Exercise passage:
══════════

Don’t you dare mock. Rabbit Gods can be found all over the place in mythology — not surprisingly as the breeding habits of rabbits are legendary. See the African HARE, for example. Not to mention Bugs Bunny, Roger the Rabbit and good old Flopsy.
MANABOZHO (also known as the Great Hare) is a devious Trickster God, always ducking and diving and changing shape. He has a good line in Creation, Provisions and Transformation, and is one of the most important critters in Native American mythology.
The Algonquin’s amalgamation with Asante slaves eventually produced the Brer Rabbit stories — and if you think you can outsmart Brer Rabbit you had better read the tales again. Read about his tussles with ICTINIKE, for example. He must also have nipped over to Britain at some point to be immortalized as the Rabbit God El-Ahrairah.

══════════

Entries shown:
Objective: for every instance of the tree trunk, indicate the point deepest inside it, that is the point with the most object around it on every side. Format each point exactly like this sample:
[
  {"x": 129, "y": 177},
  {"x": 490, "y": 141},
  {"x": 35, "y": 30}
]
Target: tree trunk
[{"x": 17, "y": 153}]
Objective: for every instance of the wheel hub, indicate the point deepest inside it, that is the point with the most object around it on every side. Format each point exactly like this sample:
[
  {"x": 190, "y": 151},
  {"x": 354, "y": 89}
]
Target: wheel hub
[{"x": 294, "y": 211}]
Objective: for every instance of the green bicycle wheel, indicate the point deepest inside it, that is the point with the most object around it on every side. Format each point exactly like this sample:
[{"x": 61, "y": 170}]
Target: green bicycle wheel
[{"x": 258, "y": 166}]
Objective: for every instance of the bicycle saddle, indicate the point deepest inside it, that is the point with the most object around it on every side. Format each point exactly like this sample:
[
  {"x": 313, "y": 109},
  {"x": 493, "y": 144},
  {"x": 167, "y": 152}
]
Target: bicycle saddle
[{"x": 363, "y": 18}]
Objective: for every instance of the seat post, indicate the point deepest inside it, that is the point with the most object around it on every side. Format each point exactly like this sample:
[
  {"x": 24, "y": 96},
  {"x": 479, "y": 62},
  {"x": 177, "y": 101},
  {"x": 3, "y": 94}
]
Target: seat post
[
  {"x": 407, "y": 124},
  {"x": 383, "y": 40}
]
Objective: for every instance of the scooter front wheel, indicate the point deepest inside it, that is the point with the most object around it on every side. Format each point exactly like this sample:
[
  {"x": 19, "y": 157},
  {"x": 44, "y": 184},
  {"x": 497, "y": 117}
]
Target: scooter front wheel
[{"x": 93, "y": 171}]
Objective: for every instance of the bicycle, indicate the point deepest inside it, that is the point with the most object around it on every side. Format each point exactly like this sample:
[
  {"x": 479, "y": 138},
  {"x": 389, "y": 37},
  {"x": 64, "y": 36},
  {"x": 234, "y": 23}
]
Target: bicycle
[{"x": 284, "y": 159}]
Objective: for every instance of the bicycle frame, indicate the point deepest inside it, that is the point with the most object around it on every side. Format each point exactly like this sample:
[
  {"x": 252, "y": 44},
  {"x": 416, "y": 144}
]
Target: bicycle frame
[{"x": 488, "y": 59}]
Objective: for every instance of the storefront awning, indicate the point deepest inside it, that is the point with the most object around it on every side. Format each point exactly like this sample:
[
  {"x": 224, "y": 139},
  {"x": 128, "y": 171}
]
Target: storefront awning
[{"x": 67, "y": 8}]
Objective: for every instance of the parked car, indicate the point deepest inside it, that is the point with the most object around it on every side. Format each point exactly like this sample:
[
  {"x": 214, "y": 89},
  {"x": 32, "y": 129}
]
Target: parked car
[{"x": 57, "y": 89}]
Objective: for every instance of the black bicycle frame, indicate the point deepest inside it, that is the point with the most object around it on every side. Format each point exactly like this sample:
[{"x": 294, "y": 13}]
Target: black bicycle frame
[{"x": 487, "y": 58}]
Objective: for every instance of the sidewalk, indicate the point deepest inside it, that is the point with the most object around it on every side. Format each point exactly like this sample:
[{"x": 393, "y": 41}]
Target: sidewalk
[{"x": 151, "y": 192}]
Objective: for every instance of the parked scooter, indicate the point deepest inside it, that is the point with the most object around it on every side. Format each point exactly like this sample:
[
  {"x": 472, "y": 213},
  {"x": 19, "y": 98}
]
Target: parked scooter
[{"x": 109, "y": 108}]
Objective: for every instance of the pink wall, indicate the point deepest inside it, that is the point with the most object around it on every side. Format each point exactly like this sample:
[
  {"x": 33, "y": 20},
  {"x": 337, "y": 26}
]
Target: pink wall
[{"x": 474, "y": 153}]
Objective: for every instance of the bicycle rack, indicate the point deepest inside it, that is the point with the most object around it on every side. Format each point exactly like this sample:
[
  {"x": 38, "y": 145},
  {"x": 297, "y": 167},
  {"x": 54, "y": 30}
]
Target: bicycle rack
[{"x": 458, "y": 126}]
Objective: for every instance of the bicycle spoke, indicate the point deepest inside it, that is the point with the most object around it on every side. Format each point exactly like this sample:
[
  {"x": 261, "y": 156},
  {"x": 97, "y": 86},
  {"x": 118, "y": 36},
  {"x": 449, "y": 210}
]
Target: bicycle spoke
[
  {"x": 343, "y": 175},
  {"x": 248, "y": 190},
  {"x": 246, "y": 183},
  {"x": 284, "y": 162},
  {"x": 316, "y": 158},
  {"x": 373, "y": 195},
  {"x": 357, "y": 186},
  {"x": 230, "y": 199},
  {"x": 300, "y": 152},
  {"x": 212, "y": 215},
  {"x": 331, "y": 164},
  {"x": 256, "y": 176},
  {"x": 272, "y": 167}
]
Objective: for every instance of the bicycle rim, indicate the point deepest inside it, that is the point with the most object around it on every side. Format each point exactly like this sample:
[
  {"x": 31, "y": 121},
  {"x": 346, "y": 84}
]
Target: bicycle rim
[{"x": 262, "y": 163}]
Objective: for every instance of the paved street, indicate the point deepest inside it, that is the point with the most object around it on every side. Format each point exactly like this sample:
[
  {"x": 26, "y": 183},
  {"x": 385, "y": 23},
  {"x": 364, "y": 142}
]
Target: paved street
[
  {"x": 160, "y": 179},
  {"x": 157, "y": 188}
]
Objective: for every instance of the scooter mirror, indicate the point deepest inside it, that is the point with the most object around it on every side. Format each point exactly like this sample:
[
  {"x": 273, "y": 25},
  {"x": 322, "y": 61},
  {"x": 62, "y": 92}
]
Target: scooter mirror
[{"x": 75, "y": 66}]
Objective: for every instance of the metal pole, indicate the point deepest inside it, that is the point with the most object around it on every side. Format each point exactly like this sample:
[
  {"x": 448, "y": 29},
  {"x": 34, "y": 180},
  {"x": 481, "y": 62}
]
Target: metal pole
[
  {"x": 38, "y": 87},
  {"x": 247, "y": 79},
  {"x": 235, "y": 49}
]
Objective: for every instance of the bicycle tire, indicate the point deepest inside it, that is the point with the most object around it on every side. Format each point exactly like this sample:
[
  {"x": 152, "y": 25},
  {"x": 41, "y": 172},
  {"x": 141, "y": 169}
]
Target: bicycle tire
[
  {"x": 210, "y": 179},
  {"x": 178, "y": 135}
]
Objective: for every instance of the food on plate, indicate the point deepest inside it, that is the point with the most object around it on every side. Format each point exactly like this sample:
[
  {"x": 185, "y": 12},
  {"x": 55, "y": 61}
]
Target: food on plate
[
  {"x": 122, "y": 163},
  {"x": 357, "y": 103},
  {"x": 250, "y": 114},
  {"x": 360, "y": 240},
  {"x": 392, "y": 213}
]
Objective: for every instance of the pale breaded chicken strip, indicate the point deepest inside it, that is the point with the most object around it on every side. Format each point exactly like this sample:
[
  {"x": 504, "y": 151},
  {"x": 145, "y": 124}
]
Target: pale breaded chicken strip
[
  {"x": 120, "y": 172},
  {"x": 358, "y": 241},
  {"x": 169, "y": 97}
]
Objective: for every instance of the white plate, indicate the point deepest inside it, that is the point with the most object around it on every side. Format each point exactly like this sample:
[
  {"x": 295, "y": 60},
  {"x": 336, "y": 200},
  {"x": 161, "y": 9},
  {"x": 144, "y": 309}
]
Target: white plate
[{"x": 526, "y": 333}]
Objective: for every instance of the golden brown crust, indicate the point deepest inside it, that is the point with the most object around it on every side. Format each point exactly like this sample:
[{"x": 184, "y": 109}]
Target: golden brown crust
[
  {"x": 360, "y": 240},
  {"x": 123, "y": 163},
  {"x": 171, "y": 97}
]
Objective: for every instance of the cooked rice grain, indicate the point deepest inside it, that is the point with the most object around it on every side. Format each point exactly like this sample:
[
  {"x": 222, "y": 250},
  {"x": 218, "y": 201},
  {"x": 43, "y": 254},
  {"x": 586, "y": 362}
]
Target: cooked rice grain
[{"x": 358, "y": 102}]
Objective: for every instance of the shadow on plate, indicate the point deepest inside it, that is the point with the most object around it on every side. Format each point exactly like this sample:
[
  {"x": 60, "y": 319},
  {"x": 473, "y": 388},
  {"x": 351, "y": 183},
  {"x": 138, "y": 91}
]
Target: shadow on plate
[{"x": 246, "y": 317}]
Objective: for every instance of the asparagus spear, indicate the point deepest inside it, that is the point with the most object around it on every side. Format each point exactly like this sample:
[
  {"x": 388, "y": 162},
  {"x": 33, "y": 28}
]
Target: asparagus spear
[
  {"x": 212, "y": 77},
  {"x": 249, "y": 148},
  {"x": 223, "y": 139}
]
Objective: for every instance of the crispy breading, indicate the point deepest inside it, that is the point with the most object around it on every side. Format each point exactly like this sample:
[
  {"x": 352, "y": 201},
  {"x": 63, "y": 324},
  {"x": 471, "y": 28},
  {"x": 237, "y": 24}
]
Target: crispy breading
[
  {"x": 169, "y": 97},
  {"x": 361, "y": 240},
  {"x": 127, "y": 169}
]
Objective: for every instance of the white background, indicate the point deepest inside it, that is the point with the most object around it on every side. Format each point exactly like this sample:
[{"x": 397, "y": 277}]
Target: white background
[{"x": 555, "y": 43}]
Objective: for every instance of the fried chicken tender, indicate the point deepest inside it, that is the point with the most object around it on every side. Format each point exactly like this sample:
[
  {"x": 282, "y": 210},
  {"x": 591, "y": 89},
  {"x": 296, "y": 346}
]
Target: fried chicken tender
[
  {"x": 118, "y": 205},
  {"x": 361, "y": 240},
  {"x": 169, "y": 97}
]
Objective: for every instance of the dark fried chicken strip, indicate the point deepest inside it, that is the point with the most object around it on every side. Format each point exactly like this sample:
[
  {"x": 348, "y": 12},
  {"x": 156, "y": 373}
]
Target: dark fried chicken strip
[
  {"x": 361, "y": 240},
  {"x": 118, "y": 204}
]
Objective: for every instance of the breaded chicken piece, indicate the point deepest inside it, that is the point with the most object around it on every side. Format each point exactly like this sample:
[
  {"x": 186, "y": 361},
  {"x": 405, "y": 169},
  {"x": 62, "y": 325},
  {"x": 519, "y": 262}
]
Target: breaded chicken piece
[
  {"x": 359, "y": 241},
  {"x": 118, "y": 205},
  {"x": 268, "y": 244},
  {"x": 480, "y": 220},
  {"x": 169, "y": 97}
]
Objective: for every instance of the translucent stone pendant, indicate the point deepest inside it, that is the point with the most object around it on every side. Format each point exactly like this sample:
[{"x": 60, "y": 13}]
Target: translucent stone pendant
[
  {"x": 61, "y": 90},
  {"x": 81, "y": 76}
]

══════════

Exercise goal:
In the text on rabbit gods, what other name is MANABOZHO known by?

Exercise output:
The Great Hare